● TO DO:
[1] In the passage on distributed key-value stores, what algorithm does Scalaris modify to form its DHT?
[2] Write the next part of the passage on distributed key-value stores, picking up after its last sentence.

● EXTRACT TO READ:
-- Begin --

MemcacheDB is essentially just memcached that saves stuff to disk using a Berkeley database. As useful as this may be for some situations, it doesn’t deal with replication and partitioning (sharding), so it would still require a lot of work to make it scale horizontally and be tolerant of machine failure. Other memcached derivatives such as repcached go some way to addressing this by giving you the ability to replicate entire memcache servers (async master-slave setup), but without partitioning it’s still going to be a pain to manage.
Project Voldemort looks awesome . Go and read the rather splendid website , which explains how it works, and includes pretty diagrams and a good description of how consistent hashing is used in the Design section. (If consistent hashing butters your muffin, check out libketama - a consistent hashing library and the Erlang libketama driver ). Project-Voldemort handles replication and partitioning of data, and appears to be well written and designed. It’s reassuring to read in the docs how easy it is to swap out and mock different components for testing. It’s non-trivial to add nodes to a running cluster, but according to the mailing-list this is being worked on. It sounds like this would fit the bill if we ran it with a Java load-balancer service (see their Physical Architecture Options diagram) that exposed a Thrift API so all our non-Java clients could use it.
Scalaris is probably the most face-meltingly awesome thing you could build in Erlang. CouchDB, Ejabberd and RabbitMQ are cool, but Scalaris packs by far the most impressive collection of sexy technologies. Scalaris is a key-value store - it uses a modified version of the Chord algorithm to form a DHT, and stores the keys in lexicographical order, so range queries are possible. Although I didn’t see this explicitly mentioned, this should open up all sorts of interesting options for batch processing - map-reduce for example. On top of the DHT they use an improved version of Paxos to guarantee ACID properties when dealing with multiple concurrent transactions. So it’s a key-value store, but it can guarantee the ACID properties and do proper distributed transactions over multiple keys.
Oh, and to demonstrate how you can scale a webservice based on such a system, the Scalaris folk implemented their own version of Wikipedia on Scalaris, loaded in the Wikipedia data, and benchmarked their setup to prove it can do more transactions/sec on equal hardware than the classic PHP/MySQL combo that Wikipedia use. Yikes.

-- End --

● RAW DATA:
-- Begin --

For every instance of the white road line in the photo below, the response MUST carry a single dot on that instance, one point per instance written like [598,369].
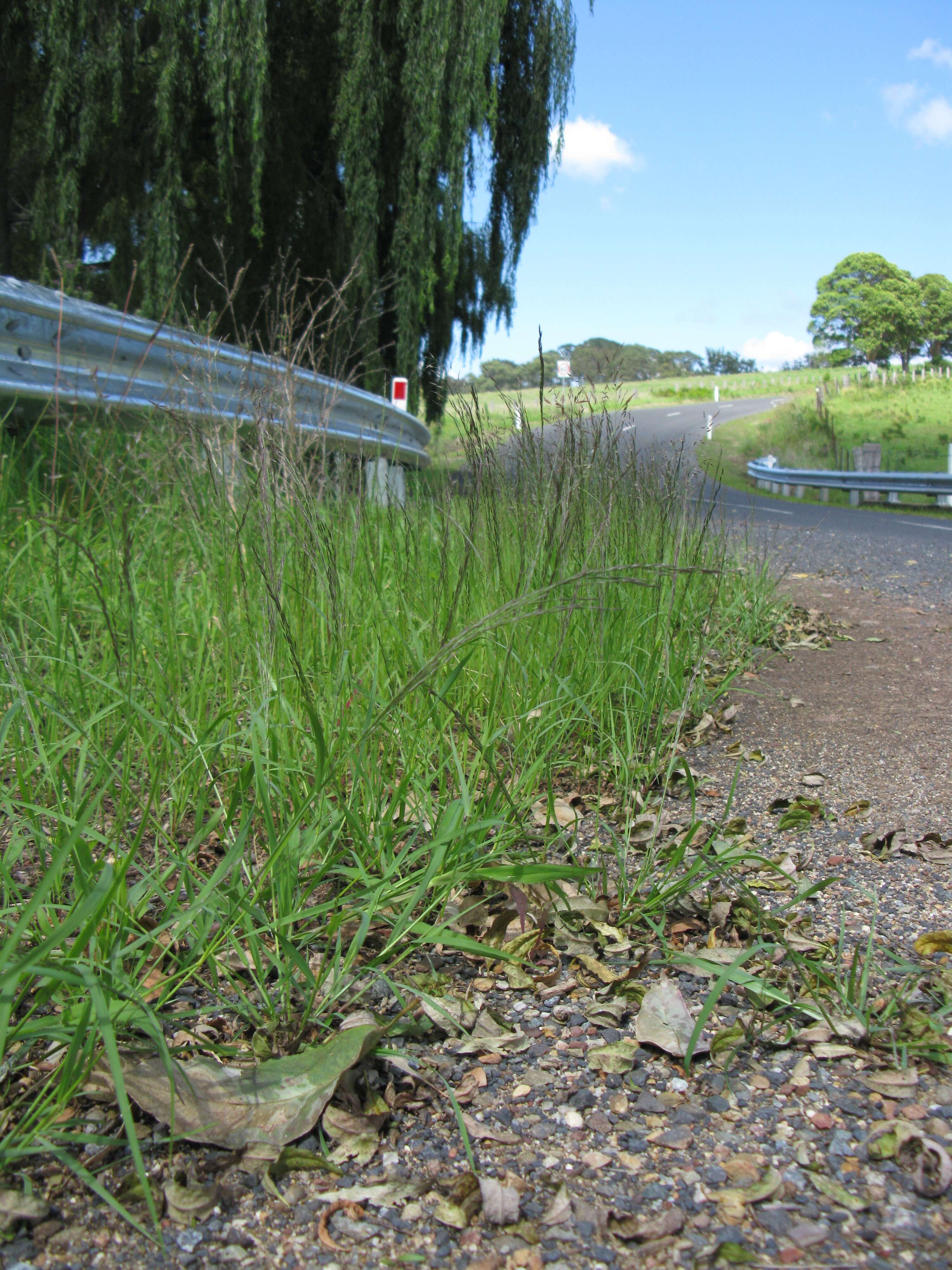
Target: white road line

-- End --

● RESPONSE LIST:
[1] It uses a modified version of the Chord algorithm.

[2]
From what I can tell, Scalaris is only memory-resident at the moment and doesn’t persist data to disk. This makes it entirely impractical to actually run a service like Wikipedia on Scalaris for real - but it sounds like they tackled the hard problems first, and persisting to disk should be a walk in the park after you rolled your own version of Chord and made Paxos your bitch. Take a look at this presentation about Scalaris from the Erlang Exchange conference: Scalaris presentation video .
The reminaing projects, Dynomite , Ringo and Kai are all, more or less, trying to be Dynamo. Of the three, Ringo looks to be the most specialist - it makes a distinction between small (less than 4KB) and medium-size data items (<100MB). Medium sized items are stored in individual files, whereas small items are all stored in an append-log, the index of which is read into memory at startup. From what I can tell, Ringo can be used in conjunction with the Erlang map-reduce framework Nokia are working on called Disco .
I didn’t find out much about Kai other than it’s rather new, and some mentions in Japanese. You can chose either Erlang ets or dets as the storage system (memory or disk, respectively), and it uses the memcached protocol, so it will already have client libraries in many languages.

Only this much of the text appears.